Problem to work on: Duplicate each of the following entries verbatim, preserving every line in its original order.

Input material:
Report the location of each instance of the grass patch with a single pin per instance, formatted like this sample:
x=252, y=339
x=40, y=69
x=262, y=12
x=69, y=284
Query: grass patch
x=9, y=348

Final answer:
Report the location of each instance of the grass patch with a single pin per instance, formatted like this sample:
x=252, y=339
x=40, y=69
x=262, y=12
x=69, y=284
Query: grass patch
x=9, y=348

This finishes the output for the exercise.